_Directions for this task_
Return, word for word, the lines below, starting with the line that contains "Note: for every instance of the dill" and running to the last line. Leave the pictures out.

_Dataset records_
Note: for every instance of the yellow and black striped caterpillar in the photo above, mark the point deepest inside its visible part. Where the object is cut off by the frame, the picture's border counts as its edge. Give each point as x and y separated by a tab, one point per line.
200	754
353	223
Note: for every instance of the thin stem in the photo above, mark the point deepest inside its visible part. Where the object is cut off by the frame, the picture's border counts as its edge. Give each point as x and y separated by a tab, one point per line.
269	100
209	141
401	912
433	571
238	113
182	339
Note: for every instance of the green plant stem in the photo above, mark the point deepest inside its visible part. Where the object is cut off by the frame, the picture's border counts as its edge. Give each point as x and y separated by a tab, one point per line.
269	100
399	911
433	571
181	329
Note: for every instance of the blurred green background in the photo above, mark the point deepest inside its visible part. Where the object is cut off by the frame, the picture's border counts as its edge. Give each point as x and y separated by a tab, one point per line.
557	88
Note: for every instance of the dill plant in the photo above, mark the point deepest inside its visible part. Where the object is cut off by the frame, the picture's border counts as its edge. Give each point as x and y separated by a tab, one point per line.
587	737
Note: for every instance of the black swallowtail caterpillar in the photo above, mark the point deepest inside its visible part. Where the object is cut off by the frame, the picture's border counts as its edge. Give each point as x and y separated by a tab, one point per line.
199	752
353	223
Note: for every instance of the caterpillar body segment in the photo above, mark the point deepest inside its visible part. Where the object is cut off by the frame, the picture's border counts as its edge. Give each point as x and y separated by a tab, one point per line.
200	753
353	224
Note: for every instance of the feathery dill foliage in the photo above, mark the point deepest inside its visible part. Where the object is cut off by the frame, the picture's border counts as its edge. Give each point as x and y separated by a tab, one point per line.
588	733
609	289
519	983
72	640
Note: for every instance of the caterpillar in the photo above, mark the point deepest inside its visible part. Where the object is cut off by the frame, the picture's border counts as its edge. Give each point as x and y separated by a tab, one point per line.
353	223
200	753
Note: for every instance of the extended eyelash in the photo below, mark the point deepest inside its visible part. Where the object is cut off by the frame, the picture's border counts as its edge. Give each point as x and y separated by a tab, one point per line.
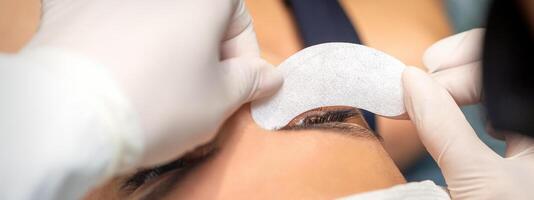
182	164
144	176
327	117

_Worked answer_
Note: for every instance of the dill plant in the photo above, mark the point deepest inside its visible part. Where the object is cut off by the frame, the picture's border counts as its edge. Give each point as x and y separated by a tab, one point per line.
587	737
Note: for every instance of the black swallowtail caterpillar in the photo above, mark the point deepest inside its visible part. Where the object is cut off by the frame, the picture's border counts as its edge. Give each point as x and y separated by a tab, one point per line.
199	752
353	223
Note: for every instance of the caterpillar body segment in the photo above, mark the point deepest inside its visible part. Where the object is cut off by the frame, the picture's border counts as its edge. Give each point as x and y separated by a tab, one point per line.
200	753
353	224
Note: for every instance of the feathery dill foliage in the photo above, mark the point deepest inside its visible part. Where the object is cut off by the frame, the picture's border counts as its edge. Give each point as x and y separated by a tab, one point per line.
588	733
609	289
519	983
72	640
Note: for every instance of the caterpillar in the photo above, mark the point deepest inside its visible part. Where the object is cut off by the frame, the picture's border counts as its edge. Give each point as x and y separated by a tab, one point per line.
353	223
200	753
Note: for every instance of the extended eyelash in the photo below, mark the point deepest inside its visible part. Where the object is cut off by the frame, the picture's border counts as its edge. Give each point as x and y separated by a tab, one point per line.
182	164
144	176
327	117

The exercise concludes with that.